##### Material for this task #####
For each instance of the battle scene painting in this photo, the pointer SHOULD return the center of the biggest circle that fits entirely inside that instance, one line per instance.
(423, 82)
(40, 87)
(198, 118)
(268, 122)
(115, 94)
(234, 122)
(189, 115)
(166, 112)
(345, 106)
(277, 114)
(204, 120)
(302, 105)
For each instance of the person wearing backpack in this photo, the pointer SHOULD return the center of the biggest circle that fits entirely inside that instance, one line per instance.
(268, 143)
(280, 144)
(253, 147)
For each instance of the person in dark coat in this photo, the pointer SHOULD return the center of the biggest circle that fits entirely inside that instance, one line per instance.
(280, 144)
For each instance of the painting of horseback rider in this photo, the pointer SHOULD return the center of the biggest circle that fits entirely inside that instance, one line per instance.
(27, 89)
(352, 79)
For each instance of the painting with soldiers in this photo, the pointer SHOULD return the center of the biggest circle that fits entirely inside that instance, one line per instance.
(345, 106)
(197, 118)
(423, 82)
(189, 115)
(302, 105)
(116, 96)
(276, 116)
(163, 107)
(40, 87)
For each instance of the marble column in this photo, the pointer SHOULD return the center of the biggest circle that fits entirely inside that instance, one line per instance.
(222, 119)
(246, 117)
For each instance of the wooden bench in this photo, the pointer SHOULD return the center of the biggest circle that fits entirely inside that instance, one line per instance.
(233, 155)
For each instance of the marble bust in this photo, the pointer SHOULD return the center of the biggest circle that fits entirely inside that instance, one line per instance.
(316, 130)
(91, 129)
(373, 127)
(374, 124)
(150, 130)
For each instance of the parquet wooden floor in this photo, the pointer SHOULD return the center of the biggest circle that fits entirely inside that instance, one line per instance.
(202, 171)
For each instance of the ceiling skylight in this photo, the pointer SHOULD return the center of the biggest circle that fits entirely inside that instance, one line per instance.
#####
Print precisely the lines from the one with "For each instance of the wooden" through the end of the data above, adding nothing.

For each instance of the wooden bench in this photo, the pointer SHOULD return the center of the biggest circle that fits entirely inside that instance, one line per instance.
(233, 155)
For each instance of the marble bust in this photo, the pointer SHOULD return the center of the biggest circle that fits entirely inside that instance, one line per instance.
(316, 130)
(91, 129)
(373, 127)
(374, 124)
(150, 130)
For each instance of the parquet wooden floor in this photo, the pointer SHOULD return the center of the biggest circle that fits entirely inside that instance, one line per instance.
(202, 171)
For each instance of the ceiling skylight in this photo, the pointer SHOULD return the center of the biggest circle that fits entirely inside that instance, one line per instance.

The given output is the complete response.